> **Extract to read**
* * * * *

# Any members in SW France now



## thesnail (May 1, 2005)

We are now by Poitiers heading South, just wondered if there are any other members down this way who would like to meet up for a drink / meal / chat.

Bryan & Rosemary ( The Snails )


----------



## bognormike (May 10, 2005)

You're just trying to wind us up now, aren't you B & R? 
Still stuck here unfortunately; can you wait until late August?


----------



## thesnail (May 1, 2005)

*No wind up Mike*

Told you before that work thing don't agree with you, chuck it and join us for a G&T in the sun.


----------



## zulurita (May 9, 2005)

We are catching the Shuttle on Sat, at C&CC chertsy site at the moment.
We are heading to South of France generally.


----------



## teemyob (Nov 22, 2005)

*Anyone*

Hello there,

Where south are you heading?

trev.


----------



## DABurleigh (May 9, 2005)

Sort of East of SW and West of SE .....


----------



## brimo (May 10, 2005)

Hi all

We leave on Monday 7th and will be heading for south of France, hoping to be around Aigues Mortes and that region by 12th or 13th.

Really can't wait for this trip and to see some warm sunshine 8)


----------



## metblue (Oct 9, 2006)

*france*

Hello to you both,we are on the P & O ferry at Dover 10th of this month,first stop in France is the nice municipal site in Sees,then onto La Rochelle before following the coast to Barittz ?
after that heading to Nerja via the north of Spain and Portugal,not going below Lisbon been there before. Any reccomendations re sites/stopovers would be much appreciated.
cheers to all


----------



## zulurita (May 9, 2005)

Down to the Med. I think we will be aiming east of aigues mortes as we stayed a night there last year.

As a few see to be making there way out we hope we will bump into you (not litterally of course :wink: )


----------



## brimo (May 10, 2005)

We'll be watching out for you all, especially other autotrailer's. Let's hope the weather is good.

This will be our first big trip in our Cheyenne and can't wait for Monday to come. 8) :lol:


----------



## Suenliam (Mar 22, 2006)

Have a great time everyone and keep the place nice and tidy for us :lol: We get the ferry on 1st May and can't wait.

Happy and safe travelling

Sue

P.S. Metblue - we use the Sees site when we go Dover Calais/Dunkerque. It's so convenient isn't it, and the 'wardens' are so welcoming even if so young!


----------



## chapter (May 1, 2005)

hi metblue there is a good aire and also a campsite at lac leon see this Web Page  lots more to pick from 
chapter


----------



## zulurita (May 9, 2005)

Hi Brimo,

Will look out for you. We have just stuck our European map on the nearside of the motorhome. Had one on the previous mh. So you can't miss us :wink: 

Hoping for some lovely warm weather  Mind you it has been nice here for last couple of days.


----------



## autostratus (May 9, 2005)

Grrrrrrrrr.
We should be in the Dordogne now but we still haven't completed our house move.

It seems to be taking forever.

Good luck to all of you already out there and to those soon to be on their way.


----------



## metblue (Oct 9, 2006)

*hols*

Hi ,Zulu and rita,I agree re the Sees site.We have been using it for many years now and have always had a good welcome also the fresh croissants in the morning (order from reception) are lovely.

* * * * *

Location identification items:
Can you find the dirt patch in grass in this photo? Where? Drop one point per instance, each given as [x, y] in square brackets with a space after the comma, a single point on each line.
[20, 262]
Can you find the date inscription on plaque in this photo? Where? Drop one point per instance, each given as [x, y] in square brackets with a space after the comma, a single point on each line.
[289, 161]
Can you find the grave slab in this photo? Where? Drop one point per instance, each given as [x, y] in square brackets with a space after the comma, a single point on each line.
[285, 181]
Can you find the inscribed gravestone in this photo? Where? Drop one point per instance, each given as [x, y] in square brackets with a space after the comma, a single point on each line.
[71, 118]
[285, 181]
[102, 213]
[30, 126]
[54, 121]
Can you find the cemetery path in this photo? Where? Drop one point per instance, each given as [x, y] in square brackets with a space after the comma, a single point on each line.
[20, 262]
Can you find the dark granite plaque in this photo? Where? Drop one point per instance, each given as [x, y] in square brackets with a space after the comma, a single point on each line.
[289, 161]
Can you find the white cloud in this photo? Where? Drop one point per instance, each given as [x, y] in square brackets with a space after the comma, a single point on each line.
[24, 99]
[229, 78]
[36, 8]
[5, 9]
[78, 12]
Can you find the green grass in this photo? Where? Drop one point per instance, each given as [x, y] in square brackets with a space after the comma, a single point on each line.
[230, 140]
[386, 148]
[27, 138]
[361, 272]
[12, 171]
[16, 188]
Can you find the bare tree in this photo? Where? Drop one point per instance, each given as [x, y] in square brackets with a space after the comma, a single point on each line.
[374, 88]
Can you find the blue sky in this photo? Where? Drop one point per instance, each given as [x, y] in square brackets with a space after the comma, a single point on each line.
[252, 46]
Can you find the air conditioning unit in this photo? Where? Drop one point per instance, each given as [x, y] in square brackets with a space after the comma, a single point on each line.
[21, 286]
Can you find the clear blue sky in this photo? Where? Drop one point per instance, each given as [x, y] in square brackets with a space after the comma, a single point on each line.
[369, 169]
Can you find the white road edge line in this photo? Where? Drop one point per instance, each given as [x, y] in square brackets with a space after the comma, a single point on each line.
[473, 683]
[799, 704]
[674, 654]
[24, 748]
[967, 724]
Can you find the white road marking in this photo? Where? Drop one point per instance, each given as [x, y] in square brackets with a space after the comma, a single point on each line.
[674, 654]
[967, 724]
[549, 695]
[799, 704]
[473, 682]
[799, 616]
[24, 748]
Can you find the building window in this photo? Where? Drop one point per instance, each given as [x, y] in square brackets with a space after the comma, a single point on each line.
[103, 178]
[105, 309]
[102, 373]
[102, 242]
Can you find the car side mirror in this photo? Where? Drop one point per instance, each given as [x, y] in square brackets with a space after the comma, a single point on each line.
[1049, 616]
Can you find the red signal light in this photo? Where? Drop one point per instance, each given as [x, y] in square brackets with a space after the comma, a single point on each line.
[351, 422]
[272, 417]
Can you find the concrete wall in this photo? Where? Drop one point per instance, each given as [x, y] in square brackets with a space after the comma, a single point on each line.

* * * * *

> **What the task asks**
In the forum thread about meeting up in southwest France, where does brimo hope to be by the 12th or 13th?

> **Final answer**
Around Aigues Mortes and that region.